- **PROBLEM TO WORK ON**
Can you reproduce the listing from its first line up to and including the line containing "Text query: stone monument", substituting "whole-number pixels" for "integer pixels" and keeping everything else the same?
#### DATA IN THIS EXERCISE ####
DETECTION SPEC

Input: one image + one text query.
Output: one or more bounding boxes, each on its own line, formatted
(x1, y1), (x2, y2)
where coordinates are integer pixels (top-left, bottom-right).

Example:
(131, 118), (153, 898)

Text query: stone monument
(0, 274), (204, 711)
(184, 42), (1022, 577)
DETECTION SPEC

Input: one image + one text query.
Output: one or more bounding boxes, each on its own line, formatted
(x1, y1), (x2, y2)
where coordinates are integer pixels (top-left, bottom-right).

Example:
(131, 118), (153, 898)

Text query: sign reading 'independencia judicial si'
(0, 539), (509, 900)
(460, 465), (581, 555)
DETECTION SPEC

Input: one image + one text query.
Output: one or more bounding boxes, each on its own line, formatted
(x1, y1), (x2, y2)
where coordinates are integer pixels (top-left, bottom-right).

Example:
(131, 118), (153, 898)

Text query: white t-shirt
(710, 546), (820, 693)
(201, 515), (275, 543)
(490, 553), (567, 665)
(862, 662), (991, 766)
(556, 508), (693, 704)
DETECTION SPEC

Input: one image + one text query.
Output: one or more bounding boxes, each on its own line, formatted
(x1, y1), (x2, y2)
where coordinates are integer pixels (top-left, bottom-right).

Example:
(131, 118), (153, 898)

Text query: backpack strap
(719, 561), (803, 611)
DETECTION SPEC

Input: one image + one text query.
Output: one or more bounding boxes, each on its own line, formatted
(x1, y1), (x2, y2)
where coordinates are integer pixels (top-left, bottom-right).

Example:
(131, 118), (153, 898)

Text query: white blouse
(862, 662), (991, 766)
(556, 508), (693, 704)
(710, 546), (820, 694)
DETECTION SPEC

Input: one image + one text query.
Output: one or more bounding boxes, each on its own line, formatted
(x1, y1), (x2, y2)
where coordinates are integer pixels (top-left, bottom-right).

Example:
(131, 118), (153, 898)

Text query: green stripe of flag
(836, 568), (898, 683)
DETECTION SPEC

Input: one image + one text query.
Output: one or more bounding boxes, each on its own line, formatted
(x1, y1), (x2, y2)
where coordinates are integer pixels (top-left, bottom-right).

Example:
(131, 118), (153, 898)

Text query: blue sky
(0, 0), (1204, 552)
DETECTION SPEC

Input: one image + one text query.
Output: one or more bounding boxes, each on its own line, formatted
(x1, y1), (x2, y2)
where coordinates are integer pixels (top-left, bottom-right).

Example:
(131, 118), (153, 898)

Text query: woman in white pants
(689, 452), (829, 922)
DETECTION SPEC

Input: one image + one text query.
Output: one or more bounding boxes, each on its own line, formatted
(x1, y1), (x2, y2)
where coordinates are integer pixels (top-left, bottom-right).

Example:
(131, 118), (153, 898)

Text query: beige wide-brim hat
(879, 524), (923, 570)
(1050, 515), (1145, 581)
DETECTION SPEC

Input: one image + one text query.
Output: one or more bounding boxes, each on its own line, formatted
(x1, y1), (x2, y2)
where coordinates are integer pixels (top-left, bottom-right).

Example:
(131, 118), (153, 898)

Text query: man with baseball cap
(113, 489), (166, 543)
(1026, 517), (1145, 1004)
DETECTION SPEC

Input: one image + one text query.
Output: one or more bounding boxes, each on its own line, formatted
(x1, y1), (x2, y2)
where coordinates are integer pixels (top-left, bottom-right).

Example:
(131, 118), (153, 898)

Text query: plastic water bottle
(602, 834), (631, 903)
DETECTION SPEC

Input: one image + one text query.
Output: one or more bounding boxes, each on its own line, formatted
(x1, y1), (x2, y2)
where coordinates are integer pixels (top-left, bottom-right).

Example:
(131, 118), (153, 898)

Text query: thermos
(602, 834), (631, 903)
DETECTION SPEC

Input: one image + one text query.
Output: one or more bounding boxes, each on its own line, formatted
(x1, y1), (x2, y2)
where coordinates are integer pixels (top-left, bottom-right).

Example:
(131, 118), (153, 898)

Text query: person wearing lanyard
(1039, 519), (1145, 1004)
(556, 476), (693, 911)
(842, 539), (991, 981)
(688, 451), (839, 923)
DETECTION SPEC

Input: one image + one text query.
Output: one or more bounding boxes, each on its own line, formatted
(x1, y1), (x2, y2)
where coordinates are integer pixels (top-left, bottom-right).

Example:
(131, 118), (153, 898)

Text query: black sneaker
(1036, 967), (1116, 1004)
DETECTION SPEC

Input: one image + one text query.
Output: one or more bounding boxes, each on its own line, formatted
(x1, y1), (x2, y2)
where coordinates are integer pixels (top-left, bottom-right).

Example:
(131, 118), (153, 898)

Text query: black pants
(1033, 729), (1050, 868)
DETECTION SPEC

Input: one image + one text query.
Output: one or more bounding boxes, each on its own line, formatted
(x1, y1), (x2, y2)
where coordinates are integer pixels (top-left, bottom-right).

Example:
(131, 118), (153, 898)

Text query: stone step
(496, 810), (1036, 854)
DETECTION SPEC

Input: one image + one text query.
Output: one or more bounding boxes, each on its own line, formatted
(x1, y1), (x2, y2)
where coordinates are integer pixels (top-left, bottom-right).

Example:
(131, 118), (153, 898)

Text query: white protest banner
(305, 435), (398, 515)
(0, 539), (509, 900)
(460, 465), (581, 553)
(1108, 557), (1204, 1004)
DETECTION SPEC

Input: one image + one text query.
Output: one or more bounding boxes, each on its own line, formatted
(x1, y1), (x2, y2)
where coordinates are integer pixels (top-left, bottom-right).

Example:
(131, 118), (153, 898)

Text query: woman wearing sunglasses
####
- **EXERCISE SOLUTION**
DETECTION SPEC

Input: one image + one text query.
Output: one or more bounding boxes, each on its own line, formatted
(x1, y1), (x2, y2)
where coordinates are whole-number pixels (top-left, bottom-right).

Example:
(131, 118), (153, 898)

Text query: stone monument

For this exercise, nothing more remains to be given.